• _What is needed_
The required output consists solely of the lines from the line containing "Labeling tool output request: for every visible rock slab" through the end of the records, copied exactly.

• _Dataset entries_
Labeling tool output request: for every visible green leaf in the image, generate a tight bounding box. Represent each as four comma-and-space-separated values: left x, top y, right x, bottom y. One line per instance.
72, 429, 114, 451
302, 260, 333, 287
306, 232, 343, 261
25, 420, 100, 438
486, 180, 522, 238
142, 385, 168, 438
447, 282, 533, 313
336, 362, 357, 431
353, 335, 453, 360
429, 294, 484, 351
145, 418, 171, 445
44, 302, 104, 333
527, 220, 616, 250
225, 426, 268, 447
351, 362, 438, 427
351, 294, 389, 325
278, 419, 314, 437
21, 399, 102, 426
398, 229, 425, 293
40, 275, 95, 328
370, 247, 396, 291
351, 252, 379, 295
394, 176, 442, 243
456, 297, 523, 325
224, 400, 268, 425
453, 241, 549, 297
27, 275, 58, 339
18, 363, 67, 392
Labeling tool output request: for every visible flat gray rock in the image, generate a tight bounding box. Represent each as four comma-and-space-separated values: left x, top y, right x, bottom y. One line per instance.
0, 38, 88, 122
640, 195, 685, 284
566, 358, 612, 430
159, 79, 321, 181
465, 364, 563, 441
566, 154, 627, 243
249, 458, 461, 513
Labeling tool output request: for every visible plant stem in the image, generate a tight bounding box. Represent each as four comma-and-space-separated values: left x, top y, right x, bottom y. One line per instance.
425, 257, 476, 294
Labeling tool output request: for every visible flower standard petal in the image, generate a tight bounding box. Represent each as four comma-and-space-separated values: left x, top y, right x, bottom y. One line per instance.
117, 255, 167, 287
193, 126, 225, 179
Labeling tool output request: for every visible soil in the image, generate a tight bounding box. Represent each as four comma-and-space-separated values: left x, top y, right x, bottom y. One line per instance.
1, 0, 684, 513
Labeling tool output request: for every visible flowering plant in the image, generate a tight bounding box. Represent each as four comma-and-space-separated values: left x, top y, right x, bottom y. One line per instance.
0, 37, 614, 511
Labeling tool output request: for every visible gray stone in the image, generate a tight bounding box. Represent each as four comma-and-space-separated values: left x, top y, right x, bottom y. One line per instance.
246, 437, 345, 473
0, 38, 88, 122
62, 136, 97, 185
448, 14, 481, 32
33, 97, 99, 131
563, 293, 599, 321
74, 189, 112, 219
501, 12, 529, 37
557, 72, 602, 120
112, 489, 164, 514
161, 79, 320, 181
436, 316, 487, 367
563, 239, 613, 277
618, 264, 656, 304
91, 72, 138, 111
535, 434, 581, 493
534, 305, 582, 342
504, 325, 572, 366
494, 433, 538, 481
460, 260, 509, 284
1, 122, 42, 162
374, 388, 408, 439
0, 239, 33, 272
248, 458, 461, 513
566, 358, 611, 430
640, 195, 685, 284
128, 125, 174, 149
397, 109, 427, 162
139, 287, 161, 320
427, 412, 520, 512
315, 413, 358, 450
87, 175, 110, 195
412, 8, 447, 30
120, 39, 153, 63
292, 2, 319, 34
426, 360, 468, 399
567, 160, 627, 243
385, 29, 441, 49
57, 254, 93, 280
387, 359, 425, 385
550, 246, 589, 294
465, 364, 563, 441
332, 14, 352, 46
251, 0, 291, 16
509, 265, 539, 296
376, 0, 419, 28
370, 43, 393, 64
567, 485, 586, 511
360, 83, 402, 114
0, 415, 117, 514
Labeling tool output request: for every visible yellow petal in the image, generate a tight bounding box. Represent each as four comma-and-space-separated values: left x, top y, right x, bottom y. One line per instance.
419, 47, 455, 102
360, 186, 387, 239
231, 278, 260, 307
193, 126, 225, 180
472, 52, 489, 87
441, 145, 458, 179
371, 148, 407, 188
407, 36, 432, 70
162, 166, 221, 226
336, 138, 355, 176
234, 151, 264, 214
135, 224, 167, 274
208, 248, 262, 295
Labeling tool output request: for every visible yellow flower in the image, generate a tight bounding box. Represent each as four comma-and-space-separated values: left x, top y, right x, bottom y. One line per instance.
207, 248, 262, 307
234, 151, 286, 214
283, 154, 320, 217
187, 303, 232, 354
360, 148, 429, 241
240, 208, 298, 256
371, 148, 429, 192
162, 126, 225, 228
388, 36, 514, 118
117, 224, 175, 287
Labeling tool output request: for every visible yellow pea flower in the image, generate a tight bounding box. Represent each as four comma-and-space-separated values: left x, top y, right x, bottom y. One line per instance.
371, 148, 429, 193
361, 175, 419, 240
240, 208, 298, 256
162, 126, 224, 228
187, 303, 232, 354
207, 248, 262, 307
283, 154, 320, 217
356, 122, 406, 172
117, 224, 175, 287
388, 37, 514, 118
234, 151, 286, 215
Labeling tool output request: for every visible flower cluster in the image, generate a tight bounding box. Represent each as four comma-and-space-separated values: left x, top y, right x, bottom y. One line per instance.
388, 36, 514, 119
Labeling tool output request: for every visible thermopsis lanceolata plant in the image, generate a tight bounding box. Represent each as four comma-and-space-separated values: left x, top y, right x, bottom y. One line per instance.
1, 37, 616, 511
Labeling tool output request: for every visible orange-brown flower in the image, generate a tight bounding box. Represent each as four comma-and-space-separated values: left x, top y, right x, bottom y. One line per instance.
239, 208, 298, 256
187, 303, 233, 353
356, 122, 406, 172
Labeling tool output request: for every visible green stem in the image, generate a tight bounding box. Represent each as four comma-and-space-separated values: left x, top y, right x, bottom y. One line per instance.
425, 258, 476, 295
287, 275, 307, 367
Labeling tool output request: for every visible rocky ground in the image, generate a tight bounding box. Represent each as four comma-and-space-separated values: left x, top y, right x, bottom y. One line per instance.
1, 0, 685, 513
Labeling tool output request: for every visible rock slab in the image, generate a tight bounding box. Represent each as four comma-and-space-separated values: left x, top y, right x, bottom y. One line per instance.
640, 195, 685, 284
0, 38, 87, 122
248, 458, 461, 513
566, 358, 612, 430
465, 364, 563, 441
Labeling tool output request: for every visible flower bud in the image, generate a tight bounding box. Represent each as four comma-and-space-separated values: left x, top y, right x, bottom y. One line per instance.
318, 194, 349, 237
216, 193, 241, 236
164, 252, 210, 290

• _Solution_
Labeling tool output request: for every visible rock slab in the image, generate a tight bounding box. Represent each as four comma-and-space-separated values: left x, top y, right x, bottom y. One line per instance.
640, 195, 685, 284
0, 38, 87, 122
248, 458, 461, 513
566, 358, 612, 430
465, 364, 563, 441
Labeling tool output request: for every visible flower bud in the image, generate a tight bounding box. Represent each as four comma-and-space-separated values: left x, top y, right x, bottom y. One line per instance.
318, 194, 349, 237
216, 193, 241, 236
164, 252, 210, 290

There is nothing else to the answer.